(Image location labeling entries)
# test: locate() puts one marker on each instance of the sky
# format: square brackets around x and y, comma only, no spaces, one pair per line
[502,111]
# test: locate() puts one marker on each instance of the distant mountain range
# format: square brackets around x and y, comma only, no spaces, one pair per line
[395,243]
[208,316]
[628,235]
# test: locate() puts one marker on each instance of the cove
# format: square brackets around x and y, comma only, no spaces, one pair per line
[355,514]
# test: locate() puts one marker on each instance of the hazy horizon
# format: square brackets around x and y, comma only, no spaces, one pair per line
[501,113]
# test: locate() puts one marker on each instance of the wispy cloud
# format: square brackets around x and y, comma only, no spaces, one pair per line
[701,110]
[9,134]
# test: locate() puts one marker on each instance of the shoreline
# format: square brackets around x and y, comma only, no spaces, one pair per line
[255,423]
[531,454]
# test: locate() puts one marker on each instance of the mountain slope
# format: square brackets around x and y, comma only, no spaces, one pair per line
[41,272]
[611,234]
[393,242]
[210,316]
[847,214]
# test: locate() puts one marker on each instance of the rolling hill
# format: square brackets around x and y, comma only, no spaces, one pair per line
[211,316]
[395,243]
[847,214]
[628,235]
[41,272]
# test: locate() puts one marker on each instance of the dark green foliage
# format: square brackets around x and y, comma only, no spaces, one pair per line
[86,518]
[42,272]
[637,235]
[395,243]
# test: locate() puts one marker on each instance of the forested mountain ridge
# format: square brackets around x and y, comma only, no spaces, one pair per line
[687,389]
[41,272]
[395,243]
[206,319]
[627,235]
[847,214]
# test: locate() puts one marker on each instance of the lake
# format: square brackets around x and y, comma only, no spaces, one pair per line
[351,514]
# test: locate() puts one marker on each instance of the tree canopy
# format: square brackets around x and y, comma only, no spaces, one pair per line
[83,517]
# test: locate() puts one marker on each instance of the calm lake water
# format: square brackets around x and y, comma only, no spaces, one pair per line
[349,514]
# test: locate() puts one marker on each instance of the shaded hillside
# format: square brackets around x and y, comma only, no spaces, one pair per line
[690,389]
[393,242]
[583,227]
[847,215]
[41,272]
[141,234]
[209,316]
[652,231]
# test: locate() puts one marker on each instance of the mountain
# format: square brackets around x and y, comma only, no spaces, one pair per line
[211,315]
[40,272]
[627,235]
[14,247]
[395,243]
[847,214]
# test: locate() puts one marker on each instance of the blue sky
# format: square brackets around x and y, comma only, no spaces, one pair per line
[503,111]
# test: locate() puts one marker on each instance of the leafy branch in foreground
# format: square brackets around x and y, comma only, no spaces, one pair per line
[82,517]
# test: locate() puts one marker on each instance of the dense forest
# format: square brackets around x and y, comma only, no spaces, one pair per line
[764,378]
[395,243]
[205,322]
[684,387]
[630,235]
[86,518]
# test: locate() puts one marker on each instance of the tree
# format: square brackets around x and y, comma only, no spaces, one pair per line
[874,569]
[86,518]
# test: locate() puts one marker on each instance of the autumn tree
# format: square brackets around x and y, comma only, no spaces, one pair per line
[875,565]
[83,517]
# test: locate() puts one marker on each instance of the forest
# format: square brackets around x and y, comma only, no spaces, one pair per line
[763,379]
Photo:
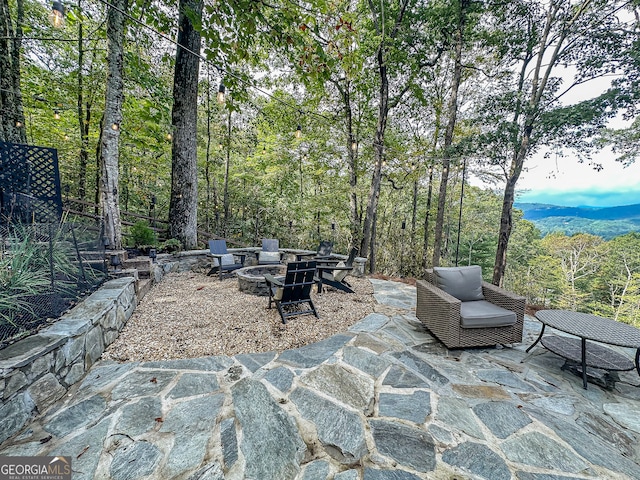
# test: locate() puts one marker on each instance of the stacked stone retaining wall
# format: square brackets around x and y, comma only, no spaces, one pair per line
[37,371]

WHAT IS REQUIRED -
Copy all the entries word for word. Omit any pictures.

WRITTEN ANSWER -
# test: locate() puts one marker on each instance of the sky
# format: square brackets around x and y, comma only, no spaces, one pair per line
[502,111]
# test: locate() puts one marker on each instance of the distant mountain range
# format: square brackets around x and y, comma only, no spaces, one pair per line
[395,243]
[208,316]
[628,235]
# test: locate() puts one marker on each instance of the cove
# format: square brackets around x and y, comma only, no spaces, one pair per line
[355,514]
# test: locate() puts one marker on each instance of the hazy horizon
# format: square brackets around x and y, comma only, no spaces, one pair per line
[501,113]
# test: locate() puts one marker on each instance of the wispy cloud
# format: square brackets around x and y, comma only, no spaces, one pair per line
[701,110]
[9,134]
# test: locate() puts one marker on each instance of the shoreline
# format: square brackets around x and y, comma only, no spaces, one pair per line
[255,423]
[531,454]
# test: locate() puts one marker on each instance of the mountain slope
# format: square brackets around x and y, comma only, no spaces, one pair per line
[41,272]
[611,234]
[393,242]
[210,316]
[847,214]
# test: locate() puts one marker on each instance of the rolling hill
# format: square brackets around x and y, comma only, no spaces, one pair per line
[211,316]
[395,243]
[847,214]
[628,235]
[41,272]
# test: locate() puts one marker on each instance of the dark green foliage
# format: square brackets around x and y, comma only, no spaces, one pair per line
[86,518]
[42,272]
[637,235]
[395,243]
# test: locate() puts one marker on each instance of the forested mountain ridge
# format: square brackets around x and y, comma only, no spaces, one pair per line
[687,389]
[41,272]
[395,243]
[206,319]
[627,235]
[847,214]
# test: locate() puts one marker on each instance of the lake
# format: square brackets around x and y, comma only, no spaces, one pair per line
[351,514]
# test: locate() puts one marker on each instance of the tree canopy
# format: square brackets around x and y, comma only, no spaces, one pair per line
[83,517]
# test: locate() puts one marker on each instance of the calm lake water
# format: square brackets around x and y, comma only, no spaces, one pair per line
[349,514]
# test: locate() puts one marker on each instance of the shaded hillside
# format: square brackets around x and y, comma only, no spaces, one pair per line
[690,389]
[393,242]
[583,227]
[847,215]
[41,272]
[141,234]
[209,316]
[652,231]
# test: locate() puts one marker on each instance of the mountain
# format: square brackets around x and y, comma only, no spaces, one pair per line
[211,315]
[40,272]
[627,235]
[14,247]
[395,243]
[847,214]
# test: locate() puts one marker on each instance of the blue sky
# format: square brackets around x and y, comma only, no spaces, one pair per line
[503,111]
# test: locate() puts one marker on each instance of the leafy branch in foreground
# format: square brackets around x and y, comma only, no spaces, one pair per line
[82,517]
# test: locate() puts one marker on each instance of the dense forest
# format: square brackets around x and y, comma only, no spaces, one pair per line
[764,378]
[395,243]
[205,322]
[684,387]
[630,235]
[86,518]
# test: locate() puts one marker on each instance of the tree
# format: square brackets around x and y, comma only, no spaces, one pair per line
[874,569]
[86,518]
# test: locate() puts one marker on each instance of the autumn tree
# format: square brackets around x and y, comma only, no spaces, one pair per line
[875,565]
[83,517]
# test: locate() puts one marker on each instance of the forest
# format: square brackets around x and y, comma only, no spaces, one pair per line
[763,379]
Photo:
# test: locate() puts one marker on each instance of the stacked stone retaining wall
# format: square brackets around x and y, comma only, no spaces, one pair per line
[37,371]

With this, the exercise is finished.